In this case, the Examiner tried to distinguish the claim from the facts of Maatita by arguing that Maatita’s reasonable certainty standard is limited to only single-figure designs where three-dimensionality forms no part of the claim whatsoever. See Final Office Action, , U.S. 29/753,645, p. 6 (October 17, 2022) (“The facts of [Maatita] relate to a single plan view of an outsole presented without shading or contour lines having any indication of form or depth, as well as no other sides of the design shown, and therefore no indication of three-dimensionality. Its disclosure is entirely two-dimensional in nature with no suggestion of three-dimensionality within the drawing disclosure.”). Relying on the Federal Circuit’s statement that a design for an entire shoe or teapot could not be adequately disclosed in single plan view, the Examiner reasoned that “the court is specifically distinguishing designs that are inherently three-dimensional as not capable of being defined by a two-dimensional plan, or planar, view.”  Id., p. 7.

This clearly differs from the claim at issue, which includes some portions that were shown in multiple figures to allow their three-dimensional nature to be exactly ascertained, while the central region of the outsole was only shown in one figure, and all of which included stippling to further specify the three-dimensional shape.

### Prompt:
In the passage on the Maatita design-claim argument, explain in one to three sentences why the Examiner said the Maatita disclosure gave no indication of three-dimensionality.

### Data section:
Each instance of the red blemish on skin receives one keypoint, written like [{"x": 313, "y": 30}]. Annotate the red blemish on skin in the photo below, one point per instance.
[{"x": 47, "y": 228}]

### Response to the exercise:
The Examiner said the Maatita disclosure was a single plan view of an outsole with no shading or contour lines indicating form or depth. No other sides of the design were shown, so the disclosure was entirely two-dimensional.